TEXT TO READ:
The essence of refereeing in England is secrecy.  Occasional statistics are given out which suggest that referees get almost every decision right all the time, but there’s nothing to back these claims up, and not much else made available.

There’s no web site about the work of premier league refs, there’s no real insight into what is going on behind those very very closed doors.

Which is why Untold started to analyse things, by asking, for example, a number of referees from various backgrounds, to analyse the work of their compatriots, and why because we are an Arsenal site, we’ve carried on analysing referee performances in Arsenal matches.

The results are troubling, and made all the more so when we compare how referees perform in relation to one club rather than another.  Now with the latest analysis published earlier today we can see another reason for concern.  Players who come to Arsenal seem to get yellow carded an awful lot more with us, than they ever did with their previous club.

Of course the notion that referees are not quite as straight as they ought to be is not one that is ever entertained on radio or TV.  Indeed most web sites stay away from this issue.  But the more we continue the more we can say, “there is mounting evidence that something is seriously wrong with refereeing in the Premier League.”

Put another way, there are a lot of reasons why we should be concerned.

Because quite simply, every time we look at the issue, we seem to find another problem.  We have referees analysing referees and we get accuracy figures hugely below those reported by the official bodies.  We compare yellow cards at Arsenal with yellow cards before, and we a distortion. We compare the number of wrong calls by refs for each club, and there is a huge imbalance.  We compare ref performances for a home team and an away team and find another disparity.

And we know, all the time, that there have been troubles in the past.  The infamous Calciopoli scandal in Italy showed us how the whole league could be manipulated even taking into account TV recordings of matches.

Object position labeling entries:

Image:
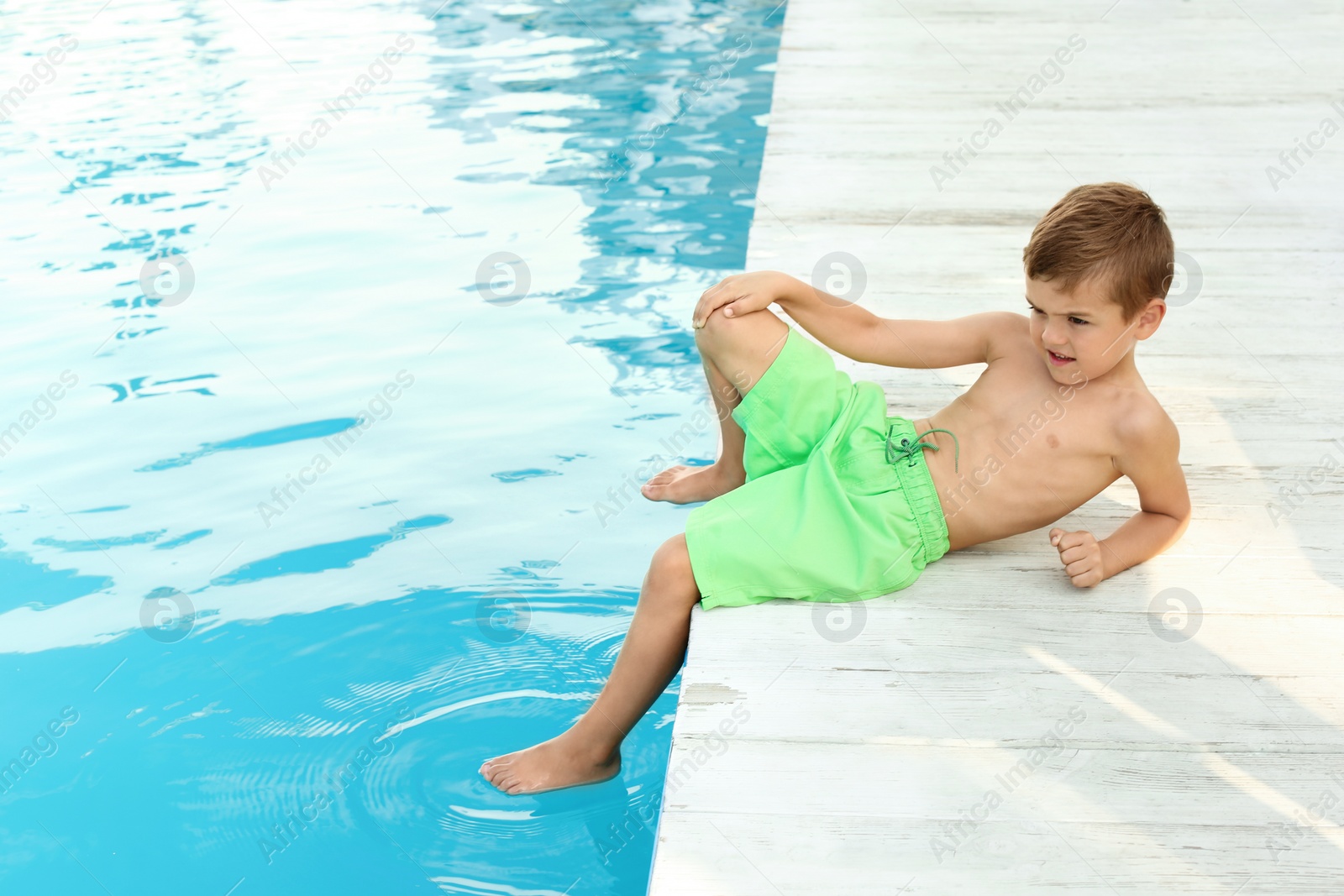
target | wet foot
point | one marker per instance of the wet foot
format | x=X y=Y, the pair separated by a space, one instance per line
x=689 y=484
x=550 y=765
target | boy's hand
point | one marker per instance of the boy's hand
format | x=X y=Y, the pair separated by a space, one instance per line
x=737 y=295
x=1081 y=555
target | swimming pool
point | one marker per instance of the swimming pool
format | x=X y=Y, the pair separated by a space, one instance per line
x=333 y=344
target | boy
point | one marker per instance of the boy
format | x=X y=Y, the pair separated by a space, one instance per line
x=820 y=495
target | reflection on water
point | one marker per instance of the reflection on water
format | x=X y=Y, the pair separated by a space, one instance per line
x=371 y=528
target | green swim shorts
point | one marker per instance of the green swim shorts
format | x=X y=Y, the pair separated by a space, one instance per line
x=830 y=510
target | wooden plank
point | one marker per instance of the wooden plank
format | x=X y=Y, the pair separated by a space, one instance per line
x=830 y=750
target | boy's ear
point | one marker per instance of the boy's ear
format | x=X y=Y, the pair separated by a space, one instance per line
x=1151 y=317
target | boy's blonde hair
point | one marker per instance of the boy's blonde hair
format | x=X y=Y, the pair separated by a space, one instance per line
x=1105 y=230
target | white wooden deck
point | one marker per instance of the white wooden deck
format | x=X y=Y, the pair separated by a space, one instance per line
x=917 y=757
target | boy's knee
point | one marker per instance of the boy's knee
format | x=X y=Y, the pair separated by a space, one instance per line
x=674 y=553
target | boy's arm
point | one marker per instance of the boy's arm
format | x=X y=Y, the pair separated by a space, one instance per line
x=1149 y=459
x=857 y=332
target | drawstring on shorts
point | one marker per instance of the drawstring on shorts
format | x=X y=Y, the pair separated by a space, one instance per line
x=911 y=449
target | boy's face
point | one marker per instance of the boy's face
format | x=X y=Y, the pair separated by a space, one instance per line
x=1082 y=335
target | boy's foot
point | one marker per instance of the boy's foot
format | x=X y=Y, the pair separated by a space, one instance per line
x=687 y=484
x=550 y=765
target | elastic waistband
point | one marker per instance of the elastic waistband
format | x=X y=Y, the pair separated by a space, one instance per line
x=921 y=493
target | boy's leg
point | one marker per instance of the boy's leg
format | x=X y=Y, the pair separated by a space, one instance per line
x=736 y=352
x=654 y=651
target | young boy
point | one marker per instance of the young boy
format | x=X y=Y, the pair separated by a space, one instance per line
x=820 y=495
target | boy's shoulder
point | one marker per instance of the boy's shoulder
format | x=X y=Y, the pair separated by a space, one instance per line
x=1010 y=333
x=1140 y=421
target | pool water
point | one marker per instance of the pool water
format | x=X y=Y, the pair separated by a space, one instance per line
x=335 y=342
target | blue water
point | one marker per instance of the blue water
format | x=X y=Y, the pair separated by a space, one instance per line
x=316 y=483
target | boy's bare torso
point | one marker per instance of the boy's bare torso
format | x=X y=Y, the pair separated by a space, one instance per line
x=1032 y=449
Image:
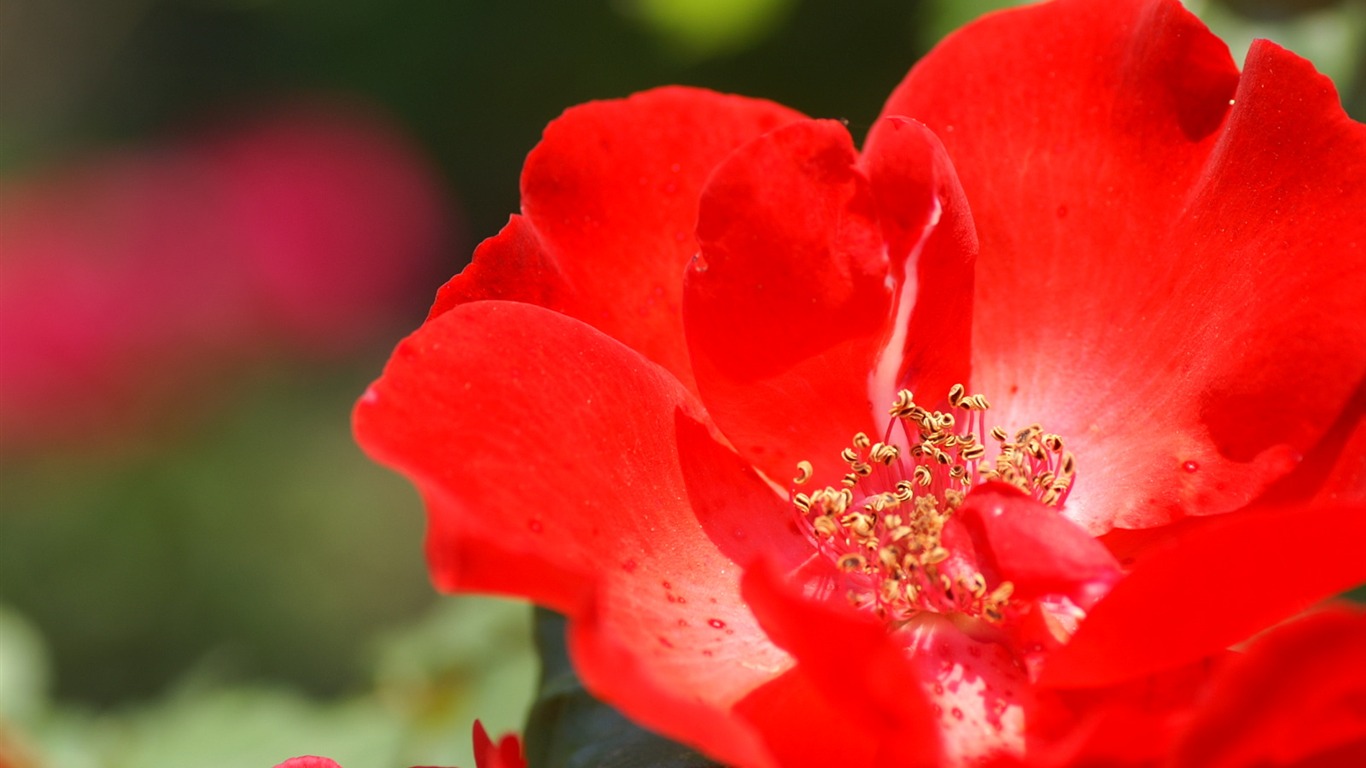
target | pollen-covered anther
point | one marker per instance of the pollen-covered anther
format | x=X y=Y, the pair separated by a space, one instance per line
x=883 y=525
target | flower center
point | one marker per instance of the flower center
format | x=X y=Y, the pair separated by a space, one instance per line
x=884 y=525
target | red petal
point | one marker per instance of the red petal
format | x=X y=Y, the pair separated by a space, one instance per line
x=506 y=753
x=611 y=198
x=855 y=666
x=1299 y=692
x=1034 y=547
x=1160 y=273
x=911 y=175
x=578 y=474
x=787 y=305
x=1213 y=588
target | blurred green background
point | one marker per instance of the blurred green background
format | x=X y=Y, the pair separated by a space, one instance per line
x=221 y=578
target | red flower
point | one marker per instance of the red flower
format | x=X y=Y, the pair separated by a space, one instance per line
x=504 y=753
x=668 y=402
x=133 y=278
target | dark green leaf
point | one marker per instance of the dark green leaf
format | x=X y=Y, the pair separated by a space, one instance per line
x=570 y=729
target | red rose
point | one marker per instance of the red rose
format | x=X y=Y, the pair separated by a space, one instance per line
x=672 y=399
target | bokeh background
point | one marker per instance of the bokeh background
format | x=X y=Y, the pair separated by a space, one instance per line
x=216 y=217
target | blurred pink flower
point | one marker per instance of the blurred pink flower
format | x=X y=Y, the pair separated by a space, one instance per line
x=137 y=275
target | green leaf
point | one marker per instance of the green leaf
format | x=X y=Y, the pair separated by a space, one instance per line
x=570 y=729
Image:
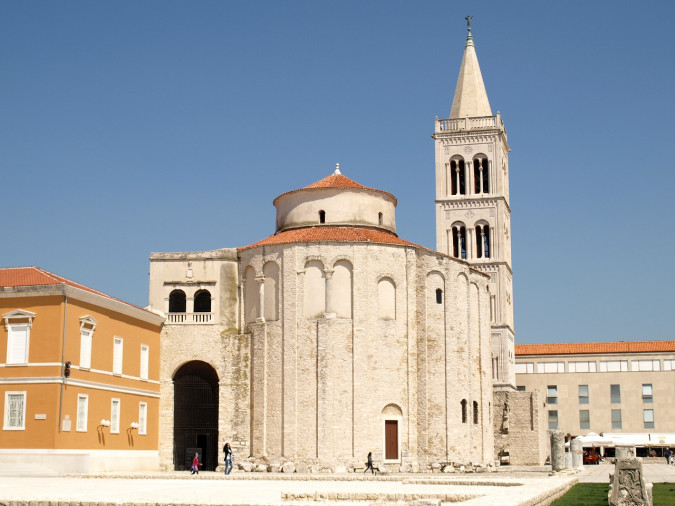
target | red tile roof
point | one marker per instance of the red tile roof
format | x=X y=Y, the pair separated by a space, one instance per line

SET TASKS:
1. In the text on Premier League refereeing, what is called the essence of refereeing in England?
2. List every comparison that the text on Premier League refereeing introduces with the words "We compare".

TASK-BY-TASK OUTPUTS:
1. Secrecy.

2.
- Yellow cards at Arsenal with yellow cards before
- The number of wrong calls by refs for each club
- Ref performances for a home team and an away team